BRIEF: Repeat exactly the lines of the entries below from the one with "For each <instance>, predict" through the one with "positive clicks: (165, 413)", both ends included, and nothing else.
• • •
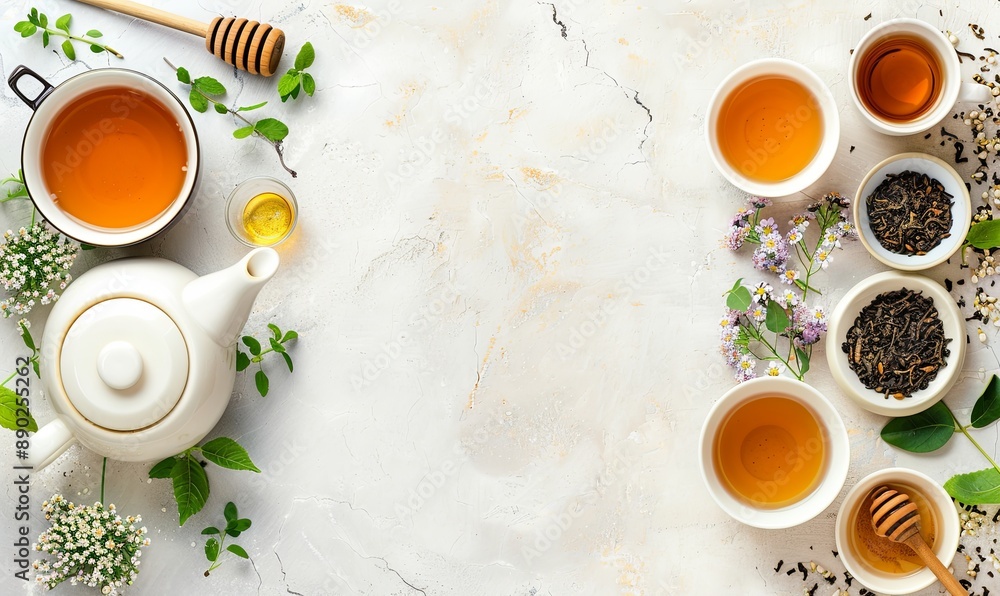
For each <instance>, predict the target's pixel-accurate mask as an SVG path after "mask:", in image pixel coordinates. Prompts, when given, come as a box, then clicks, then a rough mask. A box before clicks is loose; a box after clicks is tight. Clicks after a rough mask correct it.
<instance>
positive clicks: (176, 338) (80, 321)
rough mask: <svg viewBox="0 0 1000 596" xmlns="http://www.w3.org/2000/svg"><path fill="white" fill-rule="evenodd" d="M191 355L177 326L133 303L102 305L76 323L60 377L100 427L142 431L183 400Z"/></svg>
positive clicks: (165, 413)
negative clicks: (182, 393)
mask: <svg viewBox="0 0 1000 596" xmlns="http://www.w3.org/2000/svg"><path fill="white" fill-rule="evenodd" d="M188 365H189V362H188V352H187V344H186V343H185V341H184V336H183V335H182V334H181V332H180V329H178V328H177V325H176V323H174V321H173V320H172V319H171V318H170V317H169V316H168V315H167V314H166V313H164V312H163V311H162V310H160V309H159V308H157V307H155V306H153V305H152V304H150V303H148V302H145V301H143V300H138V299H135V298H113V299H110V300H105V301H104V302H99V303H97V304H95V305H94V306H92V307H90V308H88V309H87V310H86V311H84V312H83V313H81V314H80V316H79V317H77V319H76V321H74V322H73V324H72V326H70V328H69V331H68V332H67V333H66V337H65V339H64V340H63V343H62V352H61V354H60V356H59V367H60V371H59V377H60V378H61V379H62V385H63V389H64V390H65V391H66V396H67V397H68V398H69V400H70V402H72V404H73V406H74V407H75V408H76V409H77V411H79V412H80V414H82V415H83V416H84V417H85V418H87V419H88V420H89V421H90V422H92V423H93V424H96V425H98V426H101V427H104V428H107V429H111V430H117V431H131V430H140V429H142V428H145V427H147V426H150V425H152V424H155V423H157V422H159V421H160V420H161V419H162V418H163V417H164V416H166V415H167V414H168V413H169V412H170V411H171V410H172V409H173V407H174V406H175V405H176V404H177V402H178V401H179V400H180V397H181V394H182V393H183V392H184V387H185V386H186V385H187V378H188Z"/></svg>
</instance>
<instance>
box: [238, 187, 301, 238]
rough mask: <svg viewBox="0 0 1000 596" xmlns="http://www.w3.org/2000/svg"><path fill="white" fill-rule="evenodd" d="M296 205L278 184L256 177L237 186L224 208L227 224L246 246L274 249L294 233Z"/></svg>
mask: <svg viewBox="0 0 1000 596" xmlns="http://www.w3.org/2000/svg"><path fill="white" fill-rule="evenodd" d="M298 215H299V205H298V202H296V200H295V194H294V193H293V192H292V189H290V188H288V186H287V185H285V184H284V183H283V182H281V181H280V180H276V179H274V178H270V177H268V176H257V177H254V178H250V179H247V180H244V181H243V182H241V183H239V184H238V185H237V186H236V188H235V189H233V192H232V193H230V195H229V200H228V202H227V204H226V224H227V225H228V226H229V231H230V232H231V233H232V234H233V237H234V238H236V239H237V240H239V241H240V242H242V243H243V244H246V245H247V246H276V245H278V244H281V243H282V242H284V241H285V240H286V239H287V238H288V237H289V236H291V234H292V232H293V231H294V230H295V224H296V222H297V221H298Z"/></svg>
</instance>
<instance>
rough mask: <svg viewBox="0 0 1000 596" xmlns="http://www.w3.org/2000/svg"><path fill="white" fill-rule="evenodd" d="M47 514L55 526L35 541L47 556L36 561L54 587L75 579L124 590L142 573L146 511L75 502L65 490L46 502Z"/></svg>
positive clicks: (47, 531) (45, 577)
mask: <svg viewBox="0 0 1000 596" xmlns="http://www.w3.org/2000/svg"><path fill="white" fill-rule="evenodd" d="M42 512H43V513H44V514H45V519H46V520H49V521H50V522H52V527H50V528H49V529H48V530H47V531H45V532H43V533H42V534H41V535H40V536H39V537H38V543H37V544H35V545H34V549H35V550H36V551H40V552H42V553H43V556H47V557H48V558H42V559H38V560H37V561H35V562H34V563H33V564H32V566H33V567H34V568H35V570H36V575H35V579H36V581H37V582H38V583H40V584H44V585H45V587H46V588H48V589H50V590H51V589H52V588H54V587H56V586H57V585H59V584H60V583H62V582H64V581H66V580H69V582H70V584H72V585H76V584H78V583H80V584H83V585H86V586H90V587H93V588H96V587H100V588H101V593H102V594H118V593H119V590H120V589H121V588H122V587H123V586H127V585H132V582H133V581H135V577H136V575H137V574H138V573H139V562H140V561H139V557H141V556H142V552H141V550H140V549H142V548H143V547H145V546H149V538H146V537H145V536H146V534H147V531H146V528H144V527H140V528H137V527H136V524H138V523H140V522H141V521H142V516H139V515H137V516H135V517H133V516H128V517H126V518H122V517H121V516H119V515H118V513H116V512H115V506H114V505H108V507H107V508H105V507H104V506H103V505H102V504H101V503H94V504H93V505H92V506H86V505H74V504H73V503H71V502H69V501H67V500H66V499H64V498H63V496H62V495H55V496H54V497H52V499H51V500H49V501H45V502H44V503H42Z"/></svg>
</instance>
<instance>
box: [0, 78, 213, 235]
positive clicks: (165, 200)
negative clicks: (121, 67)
• • •
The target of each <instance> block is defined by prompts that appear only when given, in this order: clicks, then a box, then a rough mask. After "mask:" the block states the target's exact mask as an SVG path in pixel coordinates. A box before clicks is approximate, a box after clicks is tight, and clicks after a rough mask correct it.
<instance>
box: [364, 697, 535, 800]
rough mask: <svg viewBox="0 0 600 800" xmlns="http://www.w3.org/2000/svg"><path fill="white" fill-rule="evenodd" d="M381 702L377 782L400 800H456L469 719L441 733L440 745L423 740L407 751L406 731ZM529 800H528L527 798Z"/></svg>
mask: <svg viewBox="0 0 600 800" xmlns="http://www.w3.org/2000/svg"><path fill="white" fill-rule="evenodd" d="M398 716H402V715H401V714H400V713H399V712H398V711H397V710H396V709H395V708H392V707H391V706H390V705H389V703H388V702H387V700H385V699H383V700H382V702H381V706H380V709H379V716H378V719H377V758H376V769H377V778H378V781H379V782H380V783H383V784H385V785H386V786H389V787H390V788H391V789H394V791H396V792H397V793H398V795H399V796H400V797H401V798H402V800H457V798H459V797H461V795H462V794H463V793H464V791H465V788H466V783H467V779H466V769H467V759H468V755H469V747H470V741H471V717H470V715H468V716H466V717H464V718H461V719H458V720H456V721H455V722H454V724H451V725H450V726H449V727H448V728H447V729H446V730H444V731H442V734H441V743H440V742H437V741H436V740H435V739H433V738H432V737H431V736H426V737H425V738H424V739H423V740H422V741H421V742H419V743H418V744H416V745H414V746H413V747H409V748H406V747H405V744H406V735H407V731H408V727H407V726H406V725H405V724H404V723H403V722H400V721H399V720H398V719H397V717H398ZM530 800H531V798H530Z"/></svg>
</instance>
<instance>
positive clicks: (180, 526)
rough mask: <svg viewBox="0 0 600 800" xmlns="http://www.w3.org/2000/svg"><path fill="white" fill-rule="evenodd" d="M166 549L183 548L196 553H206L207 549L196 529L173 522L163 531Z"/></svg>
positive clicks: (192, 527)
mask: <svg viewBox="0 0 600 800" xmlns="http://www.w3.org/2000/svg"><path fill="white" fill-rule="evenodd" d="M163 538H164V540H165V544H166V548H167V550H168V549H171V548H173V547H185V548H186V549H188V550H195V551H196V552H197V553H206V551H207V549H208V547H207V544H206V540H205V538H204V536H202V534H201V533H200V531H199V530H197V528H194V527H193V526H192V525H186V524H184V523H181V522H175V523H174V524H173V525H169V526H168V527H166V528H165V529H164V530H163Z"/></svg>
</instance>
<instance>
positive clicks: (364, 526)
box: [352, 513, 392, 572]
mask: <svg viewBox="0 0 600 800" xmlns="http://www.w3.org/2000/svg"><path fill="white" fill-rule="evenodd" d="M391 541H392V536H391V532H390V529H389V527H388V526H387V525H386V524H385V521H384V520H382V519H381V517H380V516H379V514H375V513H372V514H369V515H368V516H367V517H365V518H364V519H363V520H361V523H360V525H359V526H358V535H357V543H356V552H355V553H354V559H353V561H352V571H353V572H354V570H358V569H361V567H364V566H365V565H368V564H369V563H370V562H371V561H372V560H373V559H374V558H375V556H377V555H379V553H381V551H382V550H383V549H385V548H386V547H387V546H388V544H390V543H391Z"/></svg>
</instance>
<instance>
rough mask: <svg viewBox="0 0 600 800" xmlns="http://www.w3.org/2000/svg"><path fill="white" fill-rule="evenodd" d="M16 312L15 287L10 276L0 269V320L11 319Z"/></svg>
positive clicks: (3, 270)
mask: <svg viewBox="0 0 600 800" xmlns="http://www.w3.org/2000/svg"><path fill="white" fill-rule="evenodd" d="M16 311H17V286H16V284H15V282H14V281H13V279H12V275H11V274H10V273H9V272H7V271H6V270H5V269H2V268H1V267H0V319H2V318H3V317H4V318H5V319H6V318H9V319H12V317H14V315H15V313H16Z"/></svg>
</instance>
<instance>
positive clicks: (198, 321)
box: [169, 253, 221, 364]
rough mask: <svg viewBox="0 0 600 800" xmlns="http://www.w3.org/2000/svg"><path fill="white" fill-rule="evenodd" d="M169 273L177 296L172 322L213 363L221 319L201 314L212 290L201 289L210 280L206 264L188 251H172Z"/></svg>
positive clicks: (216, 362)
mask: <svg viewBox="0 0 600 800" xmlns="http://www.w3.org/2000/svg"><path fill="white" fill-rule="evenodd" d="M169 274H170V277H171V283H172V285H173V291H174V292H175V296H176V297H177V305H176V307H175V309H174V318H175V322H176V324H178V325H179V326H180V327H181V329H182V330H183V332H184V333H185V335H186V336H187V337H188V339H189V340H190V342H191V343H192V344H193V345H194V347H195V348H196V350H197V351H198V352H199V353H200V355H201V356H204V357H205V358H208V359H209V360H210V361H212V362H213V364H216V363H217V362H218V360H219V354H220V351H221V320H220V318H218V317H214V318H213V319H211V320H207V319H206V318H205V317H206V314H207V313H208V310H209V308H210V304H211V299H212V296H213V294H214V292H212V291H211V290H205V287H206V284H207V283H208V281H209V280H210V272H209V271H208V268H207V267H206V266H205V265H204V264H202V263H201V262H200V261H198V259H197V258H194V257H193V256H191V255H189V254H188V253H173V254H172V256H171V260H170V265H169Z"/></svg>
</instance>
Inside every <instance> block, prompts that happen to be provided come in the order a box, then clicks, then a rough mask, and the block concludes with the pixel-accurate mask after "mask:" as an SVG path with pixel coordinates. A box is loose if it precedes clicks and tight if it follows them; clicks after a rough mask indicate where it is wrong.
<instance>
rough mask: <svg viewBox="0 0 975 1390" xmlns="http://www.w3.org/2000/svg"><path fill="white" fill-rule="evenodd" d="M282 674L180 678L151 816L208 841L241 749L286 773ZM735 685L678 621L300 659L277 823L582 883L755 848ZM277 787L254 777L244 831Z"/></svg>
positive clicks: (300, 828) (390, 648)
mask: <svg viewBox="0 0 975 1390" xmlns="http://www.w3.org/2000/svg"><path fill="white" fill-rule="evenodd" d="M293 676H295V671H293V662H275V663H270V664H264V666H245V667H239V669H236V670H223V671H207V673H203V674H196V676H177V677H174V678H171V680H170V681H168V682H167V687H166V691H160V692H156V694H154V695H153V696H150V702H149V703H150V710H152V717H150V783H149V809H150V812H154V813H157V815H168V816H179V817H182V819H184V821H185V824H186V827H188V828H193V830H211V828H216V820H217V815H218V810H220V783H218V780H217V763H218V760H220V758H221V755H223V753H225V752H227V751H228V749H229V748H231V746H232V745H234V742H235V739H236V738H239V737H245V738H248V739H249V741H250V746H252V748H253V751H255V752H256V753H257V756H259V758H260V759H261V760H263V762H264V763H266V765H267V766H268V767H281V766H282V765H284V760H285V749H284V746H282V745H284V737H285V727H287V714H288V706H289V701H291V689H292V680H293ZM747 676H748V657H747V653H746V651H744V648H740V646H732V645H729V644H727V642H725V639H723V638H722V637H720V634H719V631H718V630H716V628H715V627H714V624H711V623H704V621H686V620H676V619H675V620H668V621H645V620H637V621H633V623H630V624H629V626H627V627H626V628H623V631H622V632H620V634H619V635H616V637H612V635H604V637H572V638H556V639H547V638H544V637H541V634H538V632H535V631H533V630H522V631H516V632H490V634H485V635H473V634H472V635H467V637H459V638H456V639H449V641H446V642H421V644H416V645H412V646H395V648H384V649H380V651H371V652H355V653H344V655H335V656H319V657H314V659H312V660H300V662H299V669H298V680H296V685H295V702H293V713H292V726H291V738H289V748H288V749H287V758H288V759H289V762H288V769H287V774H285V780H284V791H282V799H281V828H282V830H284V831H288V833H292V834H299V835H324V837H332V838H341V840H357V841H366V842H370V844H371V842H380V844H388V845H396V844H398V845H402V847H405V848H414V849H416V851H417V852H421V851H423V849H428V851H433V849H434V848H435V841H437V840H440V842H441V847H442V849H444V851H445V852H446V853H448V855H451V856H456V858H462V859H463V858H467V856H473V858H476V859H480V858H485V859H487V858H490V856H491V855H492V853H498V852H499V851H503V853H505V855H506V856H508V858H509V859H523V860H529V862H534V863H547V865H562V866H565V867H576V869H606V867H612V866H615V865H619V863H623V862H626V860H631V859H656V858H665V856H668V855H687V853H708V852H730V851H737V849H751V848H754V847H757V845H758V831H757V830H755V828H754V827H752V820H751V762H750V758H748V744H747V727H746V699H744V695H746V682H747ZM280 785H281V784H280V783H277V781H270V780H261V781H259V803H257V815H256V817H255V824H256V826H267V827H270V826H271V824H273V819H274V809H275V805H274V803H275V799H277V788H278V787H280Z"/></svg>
• • •
ANSWER BOX:
For each <instance>, predict the target's pixel-accurate mask as an SVG path after "mask:", in image pixel coordinates. Prompts, when given, come as a box, then clicks, then a rough mask. A box before clicks is loose; a box after clicks is tight. Clicks after a rough mask correct it.
<instance>
positive clicks: (176, 338) (80, 321)
rough mask: <svg viewBox="0 0 1000 596" xmlns="http://www.w3.org/2000/svg"><path fill="white" fill-rule="evenodd" d="M191 355L177 326L133 303L102 305L76 323L60 377L100 427L142 431L183 400Z"/></svg>
positive clicks: (165, 413)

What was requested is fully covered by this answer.